--- begin Input records ---

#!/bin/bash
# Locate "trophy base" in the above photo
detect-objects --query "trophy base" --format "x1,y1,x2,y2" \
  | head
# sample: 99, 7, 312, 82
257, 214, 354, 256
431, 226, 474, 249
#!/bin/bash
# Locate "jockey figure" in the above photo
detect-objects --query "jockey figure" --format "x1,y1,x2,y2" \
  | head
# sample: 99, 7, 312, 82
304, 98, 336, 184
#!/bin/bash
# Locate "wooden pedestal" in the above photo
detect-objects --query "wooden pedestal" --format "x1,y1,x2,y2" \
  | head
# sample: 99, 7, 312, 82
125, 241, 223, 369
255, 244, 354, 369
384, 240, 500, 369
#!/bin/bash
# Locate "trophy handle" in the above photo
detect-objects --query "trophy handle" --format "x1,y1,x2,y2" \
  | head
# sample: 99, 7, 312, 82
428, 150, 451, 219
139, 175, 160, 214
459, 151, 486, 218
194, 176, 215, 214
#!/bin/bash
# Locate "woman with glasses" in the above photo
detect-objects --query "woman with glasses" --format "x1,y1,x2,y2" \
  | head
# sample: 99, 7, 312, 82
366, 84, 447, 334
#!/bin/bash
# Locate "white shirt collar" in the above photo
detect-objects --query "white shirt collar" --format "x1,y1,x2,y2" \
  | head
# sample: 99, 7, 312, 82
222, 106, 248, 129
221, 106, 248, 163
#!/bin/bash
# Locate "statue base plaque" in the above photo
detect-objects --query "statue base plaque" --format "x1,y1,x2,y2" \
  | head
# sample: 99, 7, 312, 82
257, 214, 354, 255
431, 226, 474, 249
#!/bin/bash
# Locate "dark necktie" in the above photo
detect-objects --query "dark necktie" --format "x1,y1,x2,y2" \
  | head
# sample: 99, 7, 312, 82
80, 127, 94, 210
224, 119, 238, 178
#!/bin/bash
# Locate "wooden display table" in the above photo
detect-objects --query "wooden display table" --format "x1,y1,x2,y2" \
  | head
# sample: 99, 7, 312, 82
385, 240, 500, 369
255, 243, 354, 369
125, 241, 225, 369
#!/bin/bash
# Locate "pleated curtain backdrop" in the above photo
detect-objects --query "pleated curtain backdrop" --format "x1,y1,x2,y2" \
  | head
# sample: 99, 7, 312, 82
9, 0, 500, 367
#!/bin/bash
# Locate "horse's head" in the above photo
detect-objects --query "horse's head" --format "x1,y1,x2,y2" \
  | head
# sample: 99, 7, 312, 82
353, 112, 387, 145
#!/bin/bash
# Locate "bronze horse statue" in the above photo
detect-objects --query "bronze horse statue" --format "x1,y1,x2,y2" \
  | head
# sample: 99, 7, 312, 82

--- end Input records ---

Reproduce the records word for word, beginning with their first line and continuing through the line that contains "221, 106, 248, 163".

#!/bin/bash
# Locate "trophy base" in the above photo
detect-objects --query "trophy base" --format "x1,y1,x2,y2" \
  | head
# sample: 99, 7, 312, 82
257, 214, 354, 256
431, 226, 474, 249
#!/bin/bash
# Locate "jockey figure" in the above photo
detect-objects --query "jockey figure" --format "x1,y1,x2,y2" \
  | head
# sample: 99, 7, 312, 82
304, 98, 336, 184
#!/bin/bash
# Locate "wooden pedestal" in the above photo
detect-objects --query "wooden pedestal" --format "x1,y1,x2,y2" \
  | head
# sample: 99, 7, 312, 82
125, 241, 223, 369
255, 244, 354, 369
384, 240, 500, 369
#!/bin/bash
# Locate "trophy handle" in the above photo
detect-objects --query "trophy handle" --format "x1,y1,x2,y2" \
  | head
# sample: 99, 7, 312, 82
428, 150, 451, 219
139, 175, 160, 214
459, 151, 486, 218
194, 176, 215, 214
#!/bin/bash
# Locate "woman with glasses" in the above photo
detect-objects --query "woman with glasses" --format "x1,y1,x2,y2" \
  | head
# sample: 99, 7, 312, 82
366, 84, 447, 334
#!/bin/bash
# Locate "white shirt collar" in the above photo
detect-objects --query "white shirt collar" --format "x1,y1,x2,y2" \
  | head
# sample: 99, 7, 312, 82
222, 106, 248, 129
221, 106, 248, 163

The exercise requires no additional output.